### [Set tasks]
**a)** Print the passage on SMOTE and Gaussian Naive Bayes, from "Synthetic minority Over-sampling" to "two specific features.", inclusive.
**b)** Carry on writing the passage on SMOTE and Gaussian Naive Bayes, picking up after its last sentence.

### [Document]
---------------
2.5. SMOTE Algorithm

Synthetic minority Over-sampling Technique (SMOTE) is a well-liked method which helps in solving the class imbalance problem by creating new artificial data points rather than by over-sampling with replacement of the minority class [11]. The algorithm is elaborated below [12,13,14]:

Select K neighbors.
Oversampling of the minority class is carried out by taking the difference between the feature vector and its nearest neighbors.
Multiply the difference obtained in the last step by a random weight between 0 and 1, and then add it to the feature vector under consideration. This causes the selection of an arbitrary point along the line segment between the two specific features.

This approach of the algorithm coerces the decision region of the minority class to be more general and therefore results in a desired well-balanced dataset.

2.6. Gaussian Naive Bayes Classifier

Gaussian Naive Bayes Classifier (GB) is a conditional probabilistic ML technique that is widely used for supervised data classification. According to Bayes theorem, the posterior probability can be expressed as the product of prior probability and likelihood as described by:

P(y|x) = (P(x|y) × P(y))/P(y)
---------------
### [Material]
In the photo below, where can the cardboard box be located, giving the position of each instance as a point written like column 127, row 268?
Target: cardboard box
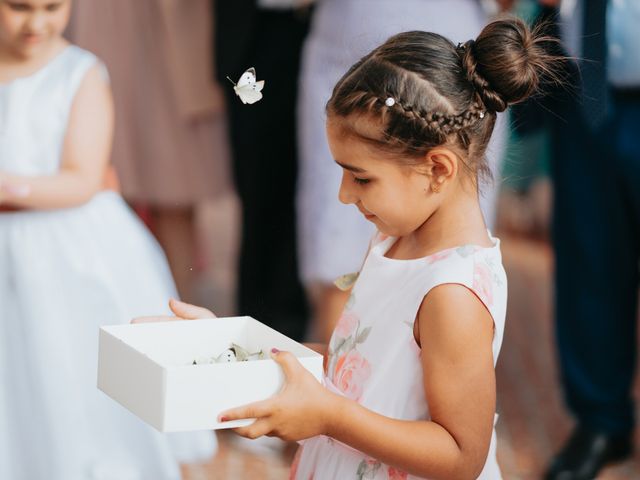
---------------
### [Answers to each task]
**a)**
Synthetic minority Over-sampling Technique (SMOTE) is a well-liked method which helps in solving the class imbalance problem by creating new artificial data points rather than by over-sampling with replacement of the minority class [11]. The algorithm is elaborated below [12,13,14]:

Select K neighbors.
Oversampling of the minority class is carried out by taking the difference between the feature vector and its nearest neighbors.
Multiply the difference obtained in the last step by a random weight between 0 and 1, and then add it to the feature vector under consideration. This causes the selection of an arbitrary point along the line segment between the two specific features.

**b)**
(6)

where,

P(y|x) is called the posterior probability. It gives the probability of y given that the data point x is true.
P(x|y) is called the likelihood. It gives the probability of point x given that the data point y is true.
P(y) is called the prior probability of y. It gives the probability of y being true across all data points.
P(x) is the probability of data point x averaged over all of the value of y.

Using Equation (6), posterior probability can be calculated for different features in the dataset. In case, when the features in the dataset has continuous values then the likelihood of the features is assumed to be Gaussian [15] and, hence, conditional probability is given by:

P (x | y) \frac{1}{\sqrt{2 π σ_{y}^{2}}} \exp (\frac{- {(x - μ_{y})}^{2}}{2 σ_{y}^{2}})

(7)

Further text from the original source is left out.